(Статья)
Бомбы легли точно. Два «купца» задымили, запылали. Но появились «мессеры» — штук сорок. И они обрушились на шестерку «пешек»...
Вспоминать не хочется, что произошло дальше...
Из шести Пе-2 на базу возвратился единственный экипаж Акулинина-Сарымсакова.
А нервы уже не могли сдерживать. Ему весь обратный путь, как зубилом, кромсала мозг мысль: «Где же истребительное прикрытие, где?»
Едва приземлившись, Хамид вывалился из «пешки» и с диким криком: «Где прикрытие?!», бросился искать «виноватых»...
Кто-то деликатно, но очень цепко схватил его за руки. Опомнился и увидел — адмирал Головко. Рядом — порученцы. Но держал его сам командующий СФ. И еще говорил: «Ты, парень, пошуми, пошуми. Устал, дружок, измотался?».

(Перечень записей)

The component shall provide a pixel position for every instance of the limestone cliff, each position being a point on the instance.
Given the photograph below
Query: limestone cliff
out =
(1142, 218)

(Что требуется) Перепишите слово в слово отрезок статьи от слов «Бомбы легли точно.» до слов «единственный экипаж Акулинина-Сарымсакова.» включительно.

(Полное решение)
Бомбы легли точно. Два «купца» задымили, запылали. Но появились «мессеры» — штук сорок. И они обрушились на шестерку «пешек»...
Вспоминать не хочется, что произошло дальше...
Из шести Пе-2 на базу возвратился единственный экипаж Акулинина-Сарымсакова.